[[ Text segment, beginning ]]
Now on Anti Records, fans are anticipating the release of The Drums fourth album, Abysmal Thoughts, out this June. The band just released “Blood Under My Belt”, the first excerpt of Abysmal Thoughts. We recently caught up with Jonny Pierce in Paris. Pierce made Abysmal Thoughts in one year and three months of home recording – with the same guitar, synth, drum machine and reverb processor that he has played since the beginning of The Drums.

You’re based in New York, right?

I’ve been in the city for almost a decade now. I’m from upstate though, two hours away from the Canadian border. When most people in the city talk about having a house upstate, they are usually talking only an hour or two from the city.

Two years ago I moved to Los Angeles while I was working on Abysmal Thoughts. I was loving New York, but needed to escape, my relationship started to fall apart.

Doesn’t living a city dampen creativity? I imagine that you would be overwhelmed by everything that is always happening.

For me, that chaos has a calming effect. I have a hard time sleeping to silence. The buzz of the city lulls me to sleep. It makes me feel like I’m the center of the universe.

Were you a bit too dark for L.A.?

L.A. seemed incredibly dark for me, it was a dark experience. I thought L.A. with all the sunshine would be great, but it made everything worse, it was just covering up our problems. Rather than dealing with our issues, we just ignored them. I ended up being alone in this big apartment in Los Angeles.

the drums photo by anna barr

L.A. can feel really deserted.

That relentless sun actually became a symbol of heaviness for me and despair. Every day was the same thing and reminded me of everything in my life that I needed to figure out. I felt more loss than I ever did in my life. I’ve had a pretty colorful life, but this was a new darkness that I never knew, at last, that’s great for songwriting! I was able to write some very personal, genuine songs which are an example of what I have always wanted to do. If I wasn’t in such a dark place mentally and spiritually, that rawness wouldn’t have made it into these songs. Eventually, enough was enough and I went to my cabin in upper state New York and finished the album there. The songs was L.A. are dark and from New York are healing and about forgiveness.

Sounds very therapeutic working on this album.

It was like a three year therapy session. I came out of it feeling rejuvenated. I dealt with a lot of loss. I lost my partner that I thought I would spend the rest of my life with and a month later Jacob Graham, who I started The Drums with, just randomly wrote me a note and said “I love you, but I don’t love this band, I don’t love being in it. I hate traveling, there’s so many other things I want to do and I only live once. Love, Jacob”.
[[ Text segment, end ]]
**Work request 1:** From the interview with Jonny Pierce, extract the passage between "You’re based in" and "from the city.", inclusive.
**Work request 2:** According to the interview with Jonny Pierce, how long did he spend home recording Abysmal Thoughts?
[[ Dataset, beginning ]]
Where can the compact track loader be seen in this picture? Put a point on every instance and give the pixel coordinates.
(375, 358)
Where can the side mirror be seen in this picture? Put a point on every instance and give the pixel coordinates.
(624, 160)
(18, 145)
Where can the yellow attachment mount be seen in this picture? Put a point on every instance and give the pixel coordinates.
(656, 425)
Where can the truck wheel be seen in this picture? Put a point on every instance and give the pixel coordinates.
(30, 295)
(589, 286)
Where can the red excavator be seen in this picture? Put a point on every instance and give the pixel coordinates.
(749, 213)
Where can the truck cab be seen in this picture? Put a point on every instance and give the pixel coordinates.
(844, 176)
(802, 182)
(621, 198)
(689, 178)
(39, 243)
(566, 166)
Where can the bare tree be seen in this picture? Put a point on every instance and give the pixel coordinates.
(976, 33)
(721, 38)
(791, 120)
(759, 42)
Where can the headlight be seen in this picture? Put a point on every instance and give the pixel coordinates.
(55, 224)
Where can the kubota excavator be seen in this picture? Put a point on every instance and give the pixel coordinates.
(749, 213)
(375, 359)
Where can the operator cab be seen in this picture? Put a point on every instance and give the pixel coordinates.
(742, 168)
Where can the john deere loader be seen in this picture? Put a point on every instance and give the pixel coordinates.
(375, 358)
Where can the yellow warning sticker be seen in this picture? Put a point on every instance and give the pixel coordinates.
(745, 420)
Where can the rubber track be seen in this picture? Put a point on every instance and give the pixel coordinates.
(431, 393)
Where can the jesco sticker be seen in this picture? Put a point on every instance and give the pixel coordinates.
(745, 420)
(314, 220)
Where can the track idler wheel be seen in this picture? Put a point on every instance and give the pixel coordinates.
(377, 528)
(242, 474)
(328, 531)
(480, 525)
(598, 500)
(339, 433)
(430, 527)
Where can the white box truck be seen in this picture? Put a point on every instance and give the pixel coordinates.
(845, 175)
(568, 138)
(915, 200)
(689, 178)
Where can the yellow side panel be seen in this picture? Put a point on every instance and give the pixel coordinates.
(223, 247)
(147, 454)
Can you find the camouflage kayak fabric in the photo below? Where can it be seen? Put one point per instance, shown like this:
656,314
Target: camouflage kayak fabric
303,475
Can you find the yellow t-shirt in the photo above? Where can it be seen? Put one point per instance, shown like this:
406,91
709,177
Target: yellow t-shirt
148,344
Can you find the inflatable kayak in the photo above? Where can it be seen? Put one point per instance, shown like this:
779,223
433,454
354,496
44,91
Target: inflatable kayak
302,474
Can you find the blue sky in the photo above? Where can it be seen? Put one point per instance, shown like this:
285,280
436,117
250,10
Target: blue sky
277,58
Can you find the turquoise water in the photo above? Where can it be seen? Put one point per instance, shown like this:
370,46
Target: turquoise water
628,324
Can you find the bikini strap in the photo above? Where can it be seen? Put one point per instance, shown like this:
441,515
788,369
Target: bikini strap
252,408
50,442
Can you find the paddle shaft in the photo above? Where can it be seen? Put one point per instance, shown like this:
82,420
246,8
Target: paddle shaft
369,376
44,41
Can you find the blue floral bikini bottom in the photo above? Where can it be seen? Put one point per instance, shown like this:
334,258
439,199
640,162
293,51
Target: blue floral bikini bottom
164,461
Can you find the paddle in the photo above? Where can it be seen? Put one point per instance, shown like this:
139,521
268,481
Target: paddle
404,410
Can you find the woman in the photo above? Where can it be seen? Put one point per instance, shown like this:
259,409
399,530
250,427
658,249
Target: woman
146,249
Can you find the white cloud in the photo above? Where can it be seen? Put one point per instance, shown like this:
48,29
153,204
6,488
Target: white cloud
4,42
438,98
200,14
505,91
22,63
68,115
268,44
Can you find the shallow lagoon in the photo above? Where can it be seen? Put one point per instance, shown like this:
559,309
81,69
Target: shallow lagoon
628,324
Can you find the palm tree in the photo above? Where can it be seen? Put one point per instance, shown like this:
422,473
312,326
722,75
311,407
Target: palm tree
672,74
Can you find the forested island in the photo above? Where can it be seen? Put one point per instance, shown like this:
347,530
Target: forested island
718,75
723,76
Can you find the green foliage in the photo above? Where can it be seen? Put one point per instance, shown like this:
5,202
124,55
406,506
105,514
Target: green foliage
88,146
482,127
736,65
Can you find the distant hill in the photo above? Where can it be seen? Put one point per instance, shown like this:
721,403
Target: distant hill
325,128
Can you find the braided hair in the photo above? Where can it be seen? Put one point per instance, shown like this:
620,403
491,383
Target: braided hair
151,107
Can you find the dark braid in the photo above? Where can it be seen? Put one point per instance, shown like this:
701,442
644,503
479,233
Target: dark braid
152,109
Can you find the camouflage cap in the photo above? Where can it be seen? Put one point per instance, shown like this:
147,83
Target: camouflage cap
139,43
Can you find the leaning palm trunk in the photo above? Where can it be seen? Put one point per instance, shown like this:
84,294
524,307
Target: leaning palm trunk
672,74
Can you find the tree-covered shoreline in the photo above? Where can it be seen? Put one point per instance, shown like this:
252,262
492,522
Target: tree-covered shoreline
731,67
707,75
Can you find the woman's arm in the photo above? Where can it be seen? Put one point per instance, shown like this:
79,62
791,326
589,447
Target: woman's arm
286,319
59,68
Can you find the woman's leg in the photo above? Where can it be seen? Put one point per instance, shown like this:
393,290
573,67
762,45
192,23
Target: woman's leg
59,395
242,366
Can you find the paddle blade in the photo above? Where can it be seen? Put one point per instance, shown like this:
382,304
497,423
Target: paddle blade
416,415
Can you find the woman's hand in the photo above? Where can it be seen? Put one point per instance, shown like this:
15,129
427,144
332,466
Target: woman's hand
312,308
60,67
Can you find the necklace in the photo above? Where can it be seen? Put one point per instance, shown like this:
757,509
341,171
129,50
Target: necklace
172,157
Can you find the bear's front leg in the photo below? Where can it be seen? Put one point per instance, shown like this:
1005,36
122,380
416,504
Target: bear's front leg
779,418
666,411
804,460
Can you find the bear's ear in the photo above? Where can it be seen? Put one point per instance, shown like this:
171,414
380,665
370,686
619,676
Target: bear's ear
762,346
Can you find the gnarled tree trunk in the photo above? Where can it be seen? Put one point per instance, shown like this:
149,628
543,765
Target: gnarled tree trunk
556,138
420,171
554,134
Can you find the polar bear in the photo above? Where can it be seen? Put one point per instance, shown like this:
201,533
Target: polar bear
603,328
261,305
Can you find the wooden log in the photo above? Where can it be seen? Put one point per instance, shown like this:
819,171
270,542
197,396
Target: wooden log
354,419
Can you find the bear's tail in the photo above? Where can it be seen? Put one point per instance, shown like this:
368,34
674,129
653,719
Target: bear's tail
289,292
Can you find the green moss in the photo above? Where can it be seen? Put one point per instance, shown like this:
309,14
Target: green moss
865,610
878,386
[[ Dataset, end ]]
**Response area 1:**
You’re based in New York, right?

I’ve been in the city for almost a decade now. I’m from upstate though, two hours away from the Canadian border. When most people in the city talk about having a house upstate, they are usually talking only an hour or two from the city.

**Response area 2:** One year and three months.